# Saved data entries
....................
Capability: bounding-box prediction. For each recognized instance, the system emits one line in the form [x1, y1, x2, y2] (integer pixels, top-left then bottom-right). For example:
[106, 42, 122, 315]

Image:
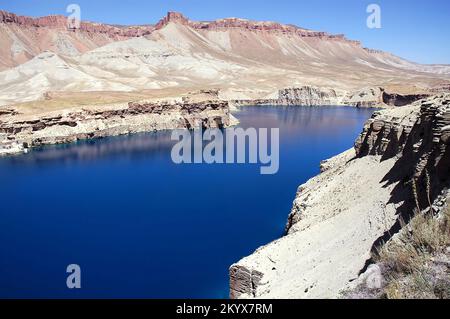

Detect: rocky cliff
[0, 10, 154, 36]
[346, 95, 450, 298]
[229, 86, 342, 107]
[0, 100, 236, 156]
[230, 86, 430, 108]
[276, 87, 340, 106]
[155, 12, 361, 45]
[230, 94, 450, 299]
[354, 93, 450, 216]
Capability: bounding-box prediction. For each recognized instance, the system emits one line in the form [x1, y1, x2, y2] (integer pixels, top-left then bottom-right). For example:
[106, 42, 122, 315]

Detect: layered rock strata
[2, 10, 449, 102]
[276, 87, 339, 106]
[230, 86, 430, 108]
[230, 94, 450, 299]
[355, 93, 450, 213]
[0, 100, 236, 156]
[0, 10, 154, 70]
[155, 12, 361, 45]
[0, 10, 154, 37]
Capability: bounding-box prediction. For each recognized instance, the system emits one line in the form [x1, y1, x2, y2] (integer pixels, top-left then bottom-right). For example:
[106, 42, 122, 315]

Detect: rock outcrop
[2, 10, 450, 103]
[231, 86, 430, 108]
[344, 87, 430, 108]
[355, 93, 450, 213]
[230, 94, 450, 299]
[230, 86, 342, 106]
[276, 87, 340, 106]
[381, 91, 430, 107]
[0, 100, 237, 156]
[0, 10, 154, 36]
[154, 12, 190, 29]
[155, 12, 362, 45]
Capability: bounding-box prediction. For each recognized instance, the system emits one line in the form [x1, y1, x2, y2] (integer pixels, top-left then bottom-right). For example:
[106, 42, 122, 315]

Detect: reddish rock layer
[0, 10, 154, 37]
[155, 11, 361, 45]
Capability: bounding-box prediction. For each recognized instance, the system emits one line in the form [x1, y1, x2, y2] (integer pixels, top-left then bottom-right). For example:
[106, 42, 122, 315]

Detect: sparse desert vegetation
[377, 201, 450, 299]
[346, 199, 450, 299]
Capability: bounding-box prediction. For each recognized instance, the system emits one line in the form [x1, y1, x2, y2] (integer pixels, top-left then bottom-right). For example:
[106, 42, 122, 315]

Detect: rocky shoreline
[1, 90, 448, 298]
[0, 84, 432, 157]
[229, 94, 450, 299]
[229, 86, 430, 108]
[0, 100, 237, 156]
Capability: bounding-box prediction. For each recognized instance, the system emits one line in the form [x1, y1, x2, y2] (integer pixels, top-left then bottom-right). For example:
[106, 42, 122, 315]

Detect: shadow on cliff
[356, 112, 450, 273]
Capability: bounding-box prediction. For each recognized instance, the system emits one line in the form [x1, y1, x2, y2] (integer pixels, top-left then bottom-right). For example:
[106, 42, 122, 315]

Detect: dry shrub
[376, 201, 450, 299]
[378, 241, 422, 275]
[409, 212, 450, 253]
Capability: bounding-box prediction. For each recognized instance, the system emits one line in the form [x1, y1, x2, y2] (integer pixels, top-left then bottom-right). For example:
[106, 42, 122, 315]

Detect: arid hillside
[0, 11, 450, 107]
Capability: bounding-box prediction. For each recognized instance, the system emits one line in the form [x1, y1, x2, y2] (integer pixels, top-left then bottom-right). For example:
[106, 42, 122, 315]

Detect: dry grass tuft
[375, 201, 450, 299]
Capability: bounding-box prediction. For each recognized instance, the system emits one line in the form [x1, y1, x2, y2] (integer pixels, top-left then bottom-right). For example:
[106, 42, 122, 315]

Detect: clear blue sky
[1, 0, 449, 64]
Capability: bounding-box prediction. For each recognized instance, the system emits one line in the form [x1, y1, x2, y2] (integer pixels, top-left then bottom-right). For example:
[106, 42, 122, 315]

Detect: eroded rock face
[1, 9, 359, 46]
[344, 87, 385, 107]
[231, 86, 382, 107]
[277, 87, 339, 106]
[355, 94, 449, 161]
[0, 100, 235, 155]
[154, 12, 190, 29]
[230, 94, 450, 299]
[0, 10, 154, 70]
[154, 12, 361, 45]
[230, 86, 431, 108]
[0, 10, 154, 36]
[354, 106, 419, 158]
[382, 91, 430, 107]
[355, 94, 450, 212]
[229, 266, 264, 299]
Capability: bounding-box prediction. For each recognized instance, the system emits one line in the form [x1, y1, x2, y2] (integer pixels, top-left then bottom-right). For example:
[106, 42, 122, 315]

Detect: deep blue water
[0, 105, 374, 298]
....................
# Prompt
Restate, word for word, the entries above, dropping any picture.

# Task solution
Capability: bounding-box prediction. For each recognized instance, the system emits one line in the form [x1, y1, x2, y2] (integer pixels, top-left then bottom-right). For example:
[106, 42, 122, 315]

Image:

Detect: rocky cliff
[0, 10, 154, 36]
[346, 95, 450, 298]
[229, 86, 342, 107]
[0, 100, 236, 156]
[230, 86, 430, 108]
[276, 87, 340, 106]
[155, 12, 361, 45]
[230, 94, 450, 299]
[354, 93, 450, 216]
Capability: bounding-box prediction. For each recognized instance, the system emits one line in the form [x1, y1, x2, y2] (integer pixels, top-left then bottom-right). For example:
[106, 42, 122, 315]

Detect: layered rock strata
[2, 10, 449, 102]
[276, 87, 339, 106]
[230, 86, 430, 108]
[230, 94, 450, 299]
[355, 93, 450, 213]
[0, 100, 236, 156]
[0, 10, 154, 70]
[155, 12, 361, 45]
[0, 10, 154, 37]
Capability: bounding-box prediction. For each recognized instance, the system emits one line in the form [x1, y1, x2, y2] (integer pixels, top-left then bottom-right). For example:
[106, 42, 122, 315]

Detect: rock outcrop
[2, 10, 450, 103]
[231, 86, 430, 108]
[344, 87, 430, 108]
[355, 93, 450, 213]
[230, 94, 450, 299]
[230, 86, 342, 106]
[276, 87, 340, 106]
[381, 91, 430, 107]
[0, 100, 237, 156]
[0, 10, 154, 36]
[154, 12, 190, 29]
[155, 12, 362, 45]
Capability: bounding-box prediction. For each recognized instance, the system emits one line in the form [x1, y1, x2, y2] (integer pixels, top-left then bottom-right). For example:
[106, 42, 122, 315]

Detect: reddish rock layer
[0, 10, 154, 37]
[155, 11, 361, 45]
Capability: bounding-box prediction. For each recognized instance, the system emits one line in the form [x1, y1, x2, y2] (integer pixels, top-left then bottom-right). For example:
[106, 42, 122, 315]

Detect: sparse desert vegetation
[377, 201, 450, 299]
[346, 199, 450, 299]
Capability: bounding-box prediction. For each recognized instance, the system emits one line in the form [x1, y1, x2, y2] (integer pixels, top-left then bottom-right). For example:
[106, 42, 122, 315]

Detect: rocky shoreline
[1, 90, 448, 298]
[0, 84, 432, 157]
[229, 94, 450, 299]
[229, 86, 430, 108]
[0, 100, 237, 156]
Capability: bounding-box prediction. For each recognized instance, the system emits one line in the form [x1, y1, x2, y2] (integer pixels, top-left then bottom-right). For example:
[106, 42, 122, 315]

Detect: shadow on cliff
[356, 112, 450, 273]
Capability: bounding-box prediction. For each recognized instance, the system emits one line in the form [x1, y1, x2, y2] (integer pixels, top-left then bottom-right). For example:
[106, 42, 122, 315]

Detect: dry shrub
[376, 201, 450, 299]
[378, 241, 422, 275]
[409, 212, 450, 253]
Capability: bounding-box prediction. For each recognized instance, the system emits one line in the form [x1, y1, x2, y2] (integer pixels, top-left then bottom-right). For example:
[106, 42, 122, 315]

Detect: arid hillside
[0, 11, 450, 107]
Capability: bounding-box prediction. For each recognized instance, the system emits one line in the form [x1, y1, x2, y2] (integer pixels, top-left then bottom-right). For example:
[106, 42, 122, 315]

Detect: dry grass tuft
[375, 201, 450, 299]
Capability: bounding-box prediction. For each recognized instance, the system emits one line in the form [x1, y1, x2, y2] (integer pixels, top-left then bottom-right). For example:
[106, 42, 122, 315]

Detect: clear blue sky
[1, 0, 449, 64]
Capability: bounding-box prediction. For each recognized instance, the system emits one line in the form [x1, y1, x2, y2] (integer pixels, top-left then bottom-right). For example:
[106, 42, 122, 315]

Detect: eroded rock face
[1, 9, 359, 46]
[344, 87, 385, 107]
[231, 86, 382, 107]
[277, 87, 339, 106]
[355, 94, 449, 161]
[0, 100, 235, 155]
[154, 12, 190, 29]
[230, 94, 450, 299]
[0, 10, 154, 70]
[154, 12, 361, 45]
[230, 86, 431, 108]
[0, 10, 154, 36]
[354, 106, 419, 158]
[382, 91, 430, 107]
[355, 94, 450, 212]
[229, 266, 264, 299]
Capability: bounding-box prediction. For each recognized instance, the system emits one line in the form [x1, y1, x2, y2] (integer pixels, top-left then bottom-right). For example:
[106, 42, 122, 315]

Detect: deep blue water
[0, 105, 374, 298]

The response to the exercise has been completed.